- **Dataset rows showing where objects appear**
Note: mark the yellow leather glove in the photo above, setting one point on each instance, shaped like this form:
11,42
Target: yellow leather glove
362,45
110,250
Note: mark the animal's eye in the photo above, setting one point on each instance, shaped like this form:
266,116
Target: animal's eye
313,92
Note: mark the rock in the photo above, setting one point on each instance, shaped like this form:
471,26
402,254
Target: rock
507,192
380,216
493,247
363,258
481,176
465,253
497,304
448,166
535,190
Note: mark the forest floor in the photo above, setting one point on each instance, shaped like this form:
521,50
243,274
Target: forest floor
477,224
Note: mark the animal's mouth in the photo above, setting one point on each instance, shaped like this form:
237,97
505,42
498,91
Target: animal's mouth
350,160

- **Exercise description**
Go through all of the data above and rename "Target" to "Object" everywhere it appears, leaving every other word and number unchanged.

- **Final answer**
Note: mark the yellow leather glove in the photo above, setting one point on each instance, shaped like this form:
11,42
Object: yellow leather glove
362,45
110,250
Note: mark the animal's eye in the photo above, setting one point on each instance, shaped like this form:
266,116
Object: animal's eye
313,92
Note: mark the rock in the photo above, setting one point on each instance, shaped like this form:
471,26
402,254
Object: rock
507,192
380,216
493,247
363,258
481,176
465,253
497,304
448,166
535,190
Note: mark the forest floor in the photo above, setting one point on each instance, shaped like this form:
521,50
243,274
Object: forest floor
477,224
Note: mark the animal's mouth in the photo above, setting one point on each instance, shaped like this form:
237,97
505,42
498,91
Object: animal's mouth
350,160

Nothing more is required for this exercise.